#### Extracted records
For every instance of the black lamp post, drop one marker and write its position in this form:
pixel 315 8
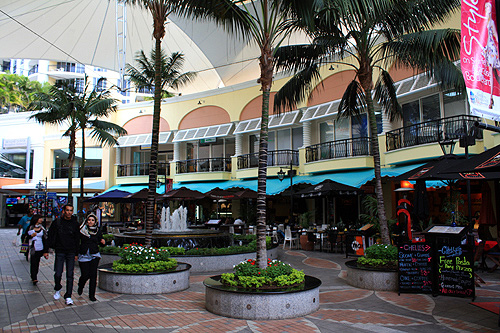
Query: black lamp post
pixel 281 176
pixel 447 146
pixel 42 187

#### What you are asked to do
The copy should hold every entry above word for word and none of the pictures.

#### Your solution
For every instance of the black lamp post, drop one marker and write its position in this form:
pixel 315 8
Query: black lamp post
pixel 281 176
pixel 447 146
pixel 42 187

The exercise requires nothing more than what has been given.